PROBLEM REQUIREMENTS
Reproduce this listing in full.

[Labeled-object pointing entries]
>>>

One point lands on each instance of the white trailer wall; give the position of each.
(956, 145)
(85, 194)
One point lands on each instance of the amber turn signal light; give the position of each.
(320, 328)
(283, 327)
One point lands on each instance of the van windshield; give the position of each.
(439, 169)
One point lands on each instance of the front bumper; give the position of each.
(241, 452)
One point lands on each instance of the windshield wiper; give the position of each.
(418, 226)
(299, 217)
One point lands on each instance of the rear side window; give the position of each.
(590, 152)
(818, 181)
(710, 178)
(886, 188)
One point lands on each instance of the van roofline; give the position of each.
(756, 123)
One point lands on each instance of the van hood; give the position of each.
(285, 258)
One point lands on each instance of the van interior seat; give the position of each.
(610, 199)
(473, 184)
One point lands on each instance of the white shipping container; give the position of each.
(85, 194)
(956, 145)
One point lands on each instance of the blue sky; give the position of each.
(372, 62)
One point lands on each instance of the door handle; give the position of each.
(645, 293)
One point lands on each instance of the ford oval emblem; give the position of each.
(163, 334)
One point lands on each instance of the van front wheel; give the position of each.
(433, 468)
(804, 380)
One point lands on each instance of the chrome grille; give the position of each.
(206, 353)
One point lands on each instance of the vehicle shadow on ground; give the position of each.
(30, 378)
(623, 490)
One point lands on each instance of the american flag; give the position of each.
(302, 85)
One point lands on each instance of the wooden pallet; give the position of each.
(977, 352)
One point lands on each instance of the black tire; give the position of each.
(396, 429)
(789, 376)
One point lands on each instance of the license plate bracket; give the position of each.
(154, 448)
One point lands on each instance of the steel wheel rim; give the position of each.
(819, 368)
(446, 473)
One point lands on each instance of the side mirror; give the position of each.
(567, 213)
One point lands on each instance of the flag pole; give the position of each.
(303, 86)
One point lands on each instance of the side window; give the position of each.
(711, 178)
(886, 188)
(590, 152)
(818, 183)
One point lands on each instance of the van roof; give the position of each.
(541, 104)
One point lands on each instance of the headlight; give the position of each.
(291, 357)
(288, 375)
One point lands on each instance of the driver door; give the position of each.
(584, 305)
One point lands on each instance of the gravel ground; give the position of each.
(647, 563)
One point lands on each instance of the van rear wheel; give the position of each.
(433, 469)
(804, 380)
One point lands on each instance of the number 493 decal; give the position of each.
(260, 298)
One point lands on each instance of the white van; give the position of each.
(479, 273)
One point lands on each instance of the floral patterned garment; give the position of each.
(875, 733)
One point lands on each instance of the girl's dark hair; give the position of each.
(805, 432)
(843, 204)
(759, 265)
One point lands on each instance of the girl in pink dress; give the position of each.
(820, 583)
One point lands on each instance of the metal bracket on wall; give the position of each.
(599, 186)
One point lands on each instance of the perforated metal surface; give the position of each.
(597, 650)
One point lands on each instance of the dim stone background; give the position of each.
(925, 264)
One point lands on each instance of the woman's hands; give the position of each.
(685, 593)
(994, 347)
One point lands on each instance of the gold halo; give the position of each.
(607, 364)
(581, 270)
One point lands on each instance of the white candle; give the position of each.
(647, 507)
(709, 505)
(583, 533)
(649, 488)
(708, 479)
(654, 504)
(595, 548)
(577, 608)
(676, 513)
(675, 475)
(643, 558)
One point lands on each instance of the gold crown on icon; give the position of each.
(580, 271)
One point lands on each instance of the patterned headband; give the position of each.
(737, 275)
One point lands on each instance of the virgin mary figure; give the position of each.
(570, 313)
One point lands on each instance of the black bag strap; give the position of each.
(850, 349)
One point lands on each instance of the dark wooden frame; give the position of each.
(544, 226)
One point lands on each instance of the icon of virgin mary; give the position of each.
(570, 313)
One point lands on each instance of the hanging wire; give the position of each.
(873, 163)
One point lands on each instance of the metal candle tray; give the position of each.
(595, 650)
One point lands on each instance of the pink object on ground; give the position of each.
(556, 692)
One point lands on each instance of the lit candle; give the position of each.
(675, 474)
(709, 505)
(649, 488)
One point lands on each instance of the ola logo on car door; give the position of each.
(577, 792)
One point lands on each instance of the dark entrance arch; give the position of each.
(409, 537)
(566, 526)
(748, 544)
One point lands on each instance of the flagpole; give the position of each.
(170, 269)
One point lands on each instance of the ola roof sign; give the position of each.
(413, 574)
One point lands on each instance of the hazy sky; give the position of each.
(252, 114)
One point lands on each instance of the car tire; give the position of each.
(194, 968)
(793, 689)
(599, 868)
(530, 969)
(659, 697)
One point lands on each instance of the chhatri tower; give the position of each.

<<<

CORRECT RESULT
One point lands on each instance of the white trailer wall; give the position of each.
(956, 145)
(85, 194)
One point lands on each instance of the amber turn signal light; give the position of each.
(320, 328)
(283, 327)
One point lands on each instance of the van windshield; give the position of each.
(439, 169)
One point lands on each instance of the front bumper; give the position of each.
(241, 452)
One point lands on each instance of the windshield wiper; give the position of each.
(418, 226)
(299, 217)
One point lands on each instance of the rear side window; give the position of each.
(590, 152)
(818, 181)
(710, 178)
(886, 188)
One point lands on each instance of the van roofline; give the position of each.
(756, 123)
One point lands on each instance of the van hood; give the position of each.
(285, 258)
One point lands on each instance of the van interior seat; give the position of each.
(610, 199)
(473, 184)
One point lands on each instance of the white shipping container; give the position of each.
(85, 194)
(956, 145)
One point lands on each instance of the blue sky; give the position of each.
(372, 62)
One point lands on each instance of the door handle; give the position of each.
(645, 293)
One point lands on each instance of the ford oval emblem; give the position of each.
(163, 334)
One point lands on each instance of the van front wheel; give the position of each.
(433, 468)
(804, 380)
One point lands on each instance of the chrome grille; give the position of each.
(206, 353)
One point lands on each instance of the vehicle shadow on ground; give the position of each.
(30, 378)
(623, 490)
One point lands on each instance of the american flag; give the position of each.
(302, 85)
One point lands on each instance of the wooden pallet; give the position of each.
(977, 352)
One point lands on each instance of the black tire; give the position of each.
(396, 429)
(789, 376)
One point lands on each instance of the license plate bracket; give the position of each.
(154, 448)
One point lands on each instance of the steel wheel rim; give the position of each.
(819, 368)
(446, 473)
One point lands on each instance of the side mirror; give the position of each.
(567, 213)
One point lands on each instance of the flag pole; give the position of each.
(303, 86)
One point lands on each instance of the side window; give the position of each.
(711, 178)
(886, 188)
(590, 152)
(818, 183)
One point lands on each instance of the van roof; give the position of each.
(541, 104)
One point lands on each instance of the headlight; give the position of each.
(291, 357)
(288, 375)
One point lands on each instance of the driver door; give the position of each.
(584, 305)
One point lands on each instance of the gravel ground; give the position of each.
(647, 563)
One point lands on each instance of the van rear wheel; give the position of each.
(433, 469)
(804, 380)
One point lands on each instance of the number 493 decal; give the position of each.
(260, 298)
One point lands on each instance of the white van; give the position of each.
(479, 273)
One point lands on each instance of the floral patterned garment; give the position of each.
(875, 733)
One point lands on each instance of the girl's dark hair; give the position of each.
(805, 432)
(843, 204)
(759, 265)
One point lands on each instance of the girl in pink dress; give the position of each.
(820, 583)
One point lands on each instance of the metal bracket on wall; give the position of each.
(599, 186)
One point lands on each instance of the perforated metal surface; give the position of each.
(597, 650)
One point lands on each instance of the dim stone background; give the position of each.
(925, 264)
One point lands on each instance of the woman's hands; give the position of each.
(685, 593)
(994, 347)
One point lands on each instance of the gold halo; give the position of each.
(607, 364)
(581, 270)
One point lands on each instance of the white candle; give the position of each.
(647, 507)
(709, 505)
(583, 533)
(649, 488)
(708, 479)
(654, 504)
(595, 548)
(577, 608)
(676, 513)
(675, 475)
(643, 558)
One point lands on each instance of the gold crown on icon; give the position of each.
(580, 271)
One point lands on each instance of the patterned headband; give the position of each.
(737, 275)
One point lands on each instance of the virgin mary figure; give the position of each.
(570, 313)
One point lands on each instance of the black bag strap; give the position of each.
(850, 349)
One point lands on each instance of the dark wooden frame; give the position of each.
(544, 226)
One point lands on each instance of the icon of virgin mary; give the position of each.
(570, 313)
One point lands on each instance of the hanging wire; give the position of each.
(873, 163)
One point lands on each instance of the metal candle tray; give the position of each.
(595, 650)
One point lands on each instance of the pink object on ground; give the position of each.
(556, 692)
One point lands on each instance of the lit candle; give the position of each.
(675, 474)
(709, 505)
(649, 488)
One point lands on each instance of the ola logo on car door; give the position of each.
(577, 792)
One point lands on each instance of the dark entrance arch; give the position of each.
(409, 537)
(566, 526)
(748, 544)
One point lands on each instance of the flagpole; give the position of each.
(170, 269)
One point lands on each instance of the ola roof sign; give the position of each.
(413, 574)
One point lands on each instance of the hazy sky; give the position of each.
(252, 114)
One point lands on each instance of the car tire; give the position of each.
(194, 968)
(793, 689)
(599, 868)
(530, 969)
(659, 697)
One point lands on each instance of the chhatri tower; give the position of each.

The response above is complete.